DATASET ENTRIES:
=====

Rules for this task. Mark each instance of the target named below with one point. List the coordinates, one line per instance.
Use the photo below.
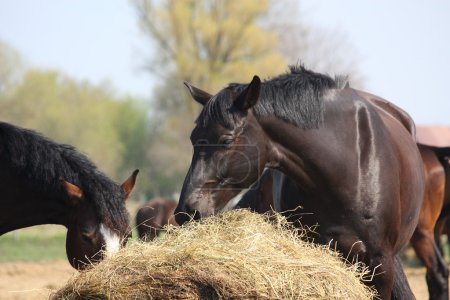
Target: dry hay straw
(236, 255)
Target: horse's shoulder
(391, 110)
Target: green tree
(12, 67)
(108, 128)
(208, 43)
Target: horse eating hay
(42, 182)
(236, 255)
(351, 154)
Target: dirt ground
(34, 281)
(23, 281)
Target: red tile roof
(434, 135)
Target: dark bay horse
(42, 182)
(153, 216)
(443, 223)
(423, 239)
(352, 156)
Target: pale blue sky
(403, 46)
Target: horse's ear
(248, 97)
(74, 192)
(199, 95)
(128, 184)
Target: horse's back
(392, 110)
(389, 165)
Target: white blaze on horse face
(112, 240)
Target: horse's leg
(437, 270)
(401, 289)
(438, 229)
(383, 280)
(391, 281)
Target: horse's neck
(295, 151)
(21, 207)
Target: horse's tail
(401, 289)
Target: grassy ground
(39, 243)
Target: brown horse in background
(423, 239)
(443, 223)
(153, 215)
(43, 182)
(352, 156)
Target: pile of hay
(237, 255)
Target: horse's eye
(87, 237)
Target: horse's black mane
(294, 97)
(43, 163)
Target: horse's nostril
(196, 215)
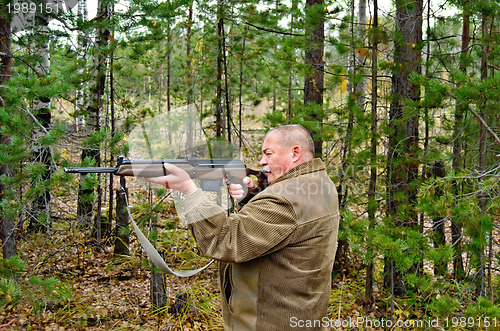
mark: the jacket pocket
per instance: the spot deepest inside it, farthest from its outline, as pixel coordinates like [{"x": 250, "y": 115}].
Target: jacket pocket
[{"x": 228, "y": 286}]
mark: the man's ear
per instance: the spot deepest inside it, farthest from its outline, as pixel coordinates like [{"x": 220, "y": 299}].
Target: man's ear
[{"x": 296, "y": 153}]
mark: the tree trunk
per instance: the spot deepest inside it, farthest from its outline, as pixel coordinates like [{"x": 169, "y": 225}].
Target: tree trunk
[
  {"x": 460, "y": 109},
  {"x": 440, "y": 268},
  {"x": 483, "y": 140},
  {"x": 372, "y": 200},
  {"x": 40, "y": 209},
  {"x": 93, "y": 110},
  {"x": 122, "y": 237},
  {"x": 218, "y": 110},
  {"x": 402, "y": 154},
  {"x": 7, "y": 225},
  {"x": 315, "y": 67}
]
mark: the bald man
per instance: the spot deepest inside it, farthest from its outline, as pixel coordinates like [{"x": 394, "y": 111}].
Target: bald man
[{"x": 276, "y": 254}]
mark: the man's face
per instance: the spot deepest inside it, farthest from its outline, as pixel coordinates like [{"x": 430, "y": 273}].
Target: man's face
[{"x": 276, "y": 159}]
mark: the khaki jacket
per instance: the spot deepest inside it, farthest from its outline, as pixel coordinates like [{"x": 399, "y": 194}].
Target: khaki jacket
[{"x": 276, "y": 253}]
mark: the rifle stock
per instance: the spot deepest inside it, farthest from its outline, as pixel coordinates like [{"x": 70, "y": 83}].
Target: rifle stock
[{"x": 204, "y": 169}]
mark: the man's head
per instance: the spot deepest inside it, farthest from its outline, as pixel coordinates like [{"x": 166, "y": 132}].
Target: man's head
[{"x": 284, "y": 148}]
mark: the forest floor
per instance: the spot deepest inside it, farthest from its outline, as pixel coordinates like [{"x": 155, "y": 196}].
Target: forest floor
[{"x": 110, "y": 292}]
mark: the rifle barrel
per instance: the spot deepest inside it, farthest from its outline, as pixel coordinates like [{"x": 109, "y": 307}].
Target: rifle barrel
[{"x": 91, "y": 170}]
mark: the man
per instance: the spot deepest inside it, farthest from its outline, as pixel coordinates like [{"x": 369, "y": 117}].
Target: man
[{"x": 276, "y": 254}]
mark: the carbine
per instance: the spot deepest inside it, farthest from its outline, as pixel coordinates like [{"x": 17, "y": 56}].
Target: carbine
[{"x": 211, "y": 172}]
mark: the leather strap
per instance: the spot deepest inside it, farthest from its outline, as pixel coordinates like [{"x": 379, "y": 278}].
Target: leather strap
[{"x": 155, "y": 257}]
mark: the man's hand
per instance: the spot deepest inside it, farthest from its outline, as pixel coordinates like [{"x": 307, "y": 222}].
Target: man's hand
[
  {"x": 237, "y": 191},
  {"x": 178, "y": 180}
]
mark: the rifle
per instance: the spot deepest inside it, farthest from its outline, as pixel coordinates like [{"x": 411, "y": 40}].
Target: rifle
[{"x": 211, "y": 172}]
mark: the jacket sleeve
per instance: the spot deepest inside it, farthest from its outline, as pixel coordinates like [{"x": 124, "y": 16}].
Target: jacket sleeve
[{"x": 261, "y": 226}]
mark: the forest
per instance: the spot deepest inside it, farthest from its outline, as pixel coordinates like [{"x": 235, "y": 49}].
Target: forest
[{"x": 400, "y": 98}]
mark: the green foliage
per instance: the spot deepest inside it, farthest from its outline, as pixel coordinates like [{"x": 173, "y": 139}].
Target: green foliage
[
  {"x": 39, "y": 294},
  {"x": 444, "y": 306}
]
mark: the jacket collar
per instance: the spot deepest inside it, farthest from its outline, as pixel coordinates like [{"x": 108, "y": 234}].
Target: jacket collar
[{"x": 313, "y": 165}]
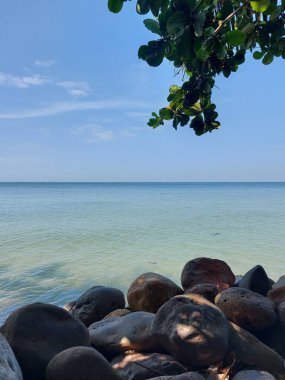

=====

YOUR TASK: What belongs in the answer is each line above, reproduced exactly, and no picture.

WRITTEN REPLY:
Rules for this task. Mark each instance of the target named below with one point. List the coordinates, one line per instance.
Use the photo below.
Target: dry hay straw
(236, 255)
Target: horse's shoulder
(391, 110)
Target: green tree
(12, 67)
(108, 128)
(208, 43)
Target: horse eating hay
(42, 182)
(236, 255)
(351, 154)
Target: dirt ground
(34, 281)
(23, 281)
Target: red tile roof
(434, 135)
Target: dark bay horse
(42, 182)
(153, 216)
(443, 223)
(423, 239)
(352, 156)
Target: pale blue sky
(403, 46)
Target: horse's ear
(248, 97)
(74, 192)
(199, 95)
(128, 184)
Target: horse's back
(392, 110)
(389, 165)
Target: white blaze on horse face
(112, 240)
Target: horse's leg
(437, 270)
(401, 289)
(438, 229)
(383, 280)
(391, 281)
Target: horse's neck
(295, 151)
(21, 207)
Target: horse's tail
(401, 289)
Target: grassy ground
(39, 243)
Target: brown horse in background
(423, 239)
(443, 223)
(153, 215)
(43, 182)
(352, 156)
Target: pile of hay
(237, 255)
Target: horse's eye
(87, 237)
Target: horse's black mane
(294, 97)
(43, 163)
Target: horse's nostril
(196, 215)
mark: the jacket pocket
per instance: the spot deepest inside it, farthest from its outline, as pixel coordinates like [{"x": 250, "y": 115}].
Target: jacket pocket
[{"x": 228, "y": 286}]
mark: the man's ear
per instance: the spot deepest inside it, farthest from its outline, as pixel coordinates like [{"x": 220, "y": 299}].
Target: man's ear
[{"x": 296, "y": 153}]
mark: the tree trunk
per instance: the spot deepest inside it, farthest from its outline, as pixel coordinates like [{"x": 169, "y": 225}].
Target: tree trunk
[
  {"x": 460, "y": 109},
  {"x": 440, "y": 268},
  {"x": 483, "y": 140},
  {"x": 372, "y": 200},
  {"x": 40, "y": 209},
  {"x": 93, "y": 110},
  {"x": 122, "y": 237},
  {"x": 218, "y": 110},
  {"x": 402, "y": 154},
  {"x": 7, "y": 225},
  {"x": 315, "y": 67}
]
mark: the bald man
per instance: the spot deepest inside it, farthest from its outline, as pixel coordinates like [{"x": 394, "y": 111}].
Target: bald man
[{"x": 276, "y": 254}]
mark: the man's face
per instance: the spot deepest inside it, farthest from its outline, as pixel coordinates like [{"x": 430, "y": 273}].
Target: man's face
[{"x": 276, "y": 159}]
mark: the khaki jacket
per instance: the spot deepest inside it, farthest from its outline, as pixel coordinates like [{"x": 399, "y": 194}].
Target: khaki jacket
[{"x": 276, "y": 253}]
mark: the rifle stock
per instance: the spot deepest inside it, farthest from its outline, as pixel coordinates like [{"x": 70, "y": 83}].
Target: rifle stock
[{"x": 204, "y": 169}]
mark: the man's head
per instance: the spot deepest inside it, farthest from its outline, as pixel coordinates like [{"x": 166, "y": 132}].
Target: man's head
[{"x": 284, "y": 148}]
mark: the forest floor
per instance: the spot deepest inside it, farthest from its outline, as pixel coordinates like [{"x": 155, "y": 196}].
Target: forest floor
[{"x": 110, "y": 292}]
mark: the rifle barrel
per instance: the spot deepest inside it, farthest from its outline, as pixel coordinates like [{"x": 109, "y": 307}].
Target: rifle barrel
[{"x": 91, "y": 170}]
mark: the man
per instance: the spot deepest inside it, farthest from its outline, as pixel coordinates like [{"x": 369, "y": 117}].
Target: man
[{"x": 276, "y": 254}]
mark: the carbine
per instance: the spot deepest inside it, farthest from its outline, as pixel coordinates like [{"x": 17, "y": 56}].
Target: carbine
[{"x": 211, "y": 172}]
mark: the leather strap
per instance: the spot deepest inside it, farthest from its outline, as pixel coordinates like [{"x": 379, "y": 278}].
Target: leather strap
[{"x": 155, "y": 257}]
mark: the man's hand
per instance: the spot deepest inside it, farthest from its outline, as pixel coordinates like [{"x": 307, "y": 222}].
Target: man's hand
[
  {"x": 237, "y": 191},
  {"x": 178, "y": 180}
]
mark: the rifle
per instance: the spot deepest inside it, farthest from its outline, as pixel coordinates like [{"x": 411, "y": 40}].
Target: rifle
[{"x": 211, "y": 172}]
mark: the jacket sleeve
per instance: the spot deepest inside it, farthest from its outline, as pixel coordinates like [{"x": 124, "y": 16}].
Target: jacket sleeve
[{"x": 261, "y": 226}]
mark: the forest
per instance: the spot deepest inside it, farthest from its outline, as pixel coordinates like [{"x": 235, "y": 49}].
Target: forest
[{"x": 400, "y": 98}]
mark: the green foliage
per instance: the spot deepest inside it, farthest from its outline, as pixel coordinates like [{"x": 173, "y": 139}].
Target: green foliage
[
  {"x": 39, "y": 294},
  {"x": 444, "y": 306}
]
mark: the jacket collar
per instance: the spot deepest inside it, farthest from its outline, as pixel coordinates like [{"x": 108, "y": 234}].
Target: jacket collar
[{"x": 313, "y": 165}]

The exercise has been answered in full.